* Page extract
——

(HealthDay News) – Benzophenone (BP)-type derivatives may be linked to an increased risk of endometriosis, according to a study published in the April 17 issue of Environmental Science & Technology.
Tatsuya Kunisue, from the State University of New York at Albany, and colleagues analyzed urine samples from 625 women in Utah and California using liquid chromatography-tandem mass spectrometry. The association with a diagnosis of endometriosis was examined in 600 women who underwent laparoscopy/laparotomy (473 women; operative cohort) or pelvic magnetic resonance imaging (127 women; population cohort).

——

(Data items)
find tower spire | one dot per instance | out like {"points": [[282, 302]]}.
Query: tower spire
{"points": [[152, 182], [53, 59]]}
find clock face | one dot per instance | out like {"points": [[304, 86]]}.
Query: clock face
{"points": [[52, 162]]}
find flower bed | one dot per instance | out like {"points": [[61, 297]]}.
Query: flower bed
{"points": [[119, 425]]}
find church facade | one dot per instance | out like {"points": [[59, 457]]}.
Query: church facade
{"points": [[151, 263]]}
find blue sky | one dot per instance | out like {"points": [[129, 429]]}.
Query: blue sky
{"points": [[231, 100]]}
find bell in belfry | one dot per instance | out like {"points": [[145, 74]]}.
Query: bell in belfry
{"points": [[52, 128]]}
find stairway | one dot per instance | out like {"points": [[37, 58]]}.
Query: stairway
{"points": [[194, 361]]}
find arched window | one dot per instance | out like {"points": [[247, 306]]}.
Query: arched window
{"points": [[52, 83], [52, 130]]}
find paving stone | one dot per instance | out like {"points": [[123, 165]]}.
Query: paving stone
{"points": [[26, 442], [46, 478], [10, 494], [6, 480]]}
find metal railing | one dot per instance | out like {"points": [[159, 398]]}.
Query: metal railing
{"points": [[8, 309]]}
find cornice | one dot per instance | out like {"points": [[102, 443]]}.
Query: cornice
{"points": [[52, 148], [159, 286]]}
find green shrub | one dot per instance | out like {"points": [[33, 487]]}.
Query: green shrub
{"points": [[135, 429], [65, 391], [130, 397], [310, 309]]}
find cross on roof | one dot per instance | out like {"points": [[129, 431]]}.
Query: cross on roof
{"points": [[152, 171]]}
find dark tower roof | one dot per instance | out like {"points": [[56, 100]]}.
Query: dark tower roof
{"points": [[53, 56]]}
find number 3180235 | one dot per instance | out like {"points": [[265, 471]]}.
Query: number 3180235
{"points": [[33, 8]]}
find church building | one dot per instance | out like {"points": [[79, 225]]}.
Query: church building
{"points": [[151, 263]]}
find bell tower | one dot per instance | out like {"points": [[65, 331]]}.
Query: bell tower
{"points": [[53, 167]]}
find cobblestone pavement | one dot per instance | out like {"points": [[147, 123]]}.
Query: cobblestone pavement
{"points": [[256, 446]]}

——

* Task requirements
[1] Can you write out the passage of the endometriosis news item that begins at the words "(HealthDay News) –" and stops after the words "Science & Technology."?
[2] What comes next in the endometriosis news item? Write the continuation that follows its last sentence.

* Response list
[1]
(HealthDay News) – Benzophenone (BP)-type derivatives may be linked to an increased risk of endometriosis, according to a study published in the April 17 issue of Environmental Science & Technology.

[2]
The researchers found that the detection rate for 2-hydroxy-4-methoxybenzophenone (2OH-4MeO-BP), 2,4-dihydroxybenzophenone (2,4OH-BP), and 4-hydroxybenzophenone (4OH-BP) in urine samples was 99%, 93.3%, and 83.8%, respectively. Urinary concentrations of 2OH-4MeO-BP and 2,4OH-BP were higher in California during the months of July and August and in more affluent, older, and leaner women. The odds of endometriosis increased across quartiles of 2OH-4MeO-BP and 2,4OH-BP concentrations. The trend between 2,4OH-BP and the odds of an endometriosis diagnosis only reached significance in the operative cohort (odds ratio, 1.19). The odds of endometriosis increased when comparing the women in the highest quartile of 2,4OH-BP concentration and the women in the first three quartiles (odds ratio, 1.65).
“Our results suggest that exposure to elevated 2,4OH-BP levels may be associated with increased odds of an endometriosis diagnosis,” the authors write. “These exploratory findings await epidemiologic corroboration and support the need for mechanistic studies aimed at delineating the potential endocrine disruption properties of 2,4OH-BP.”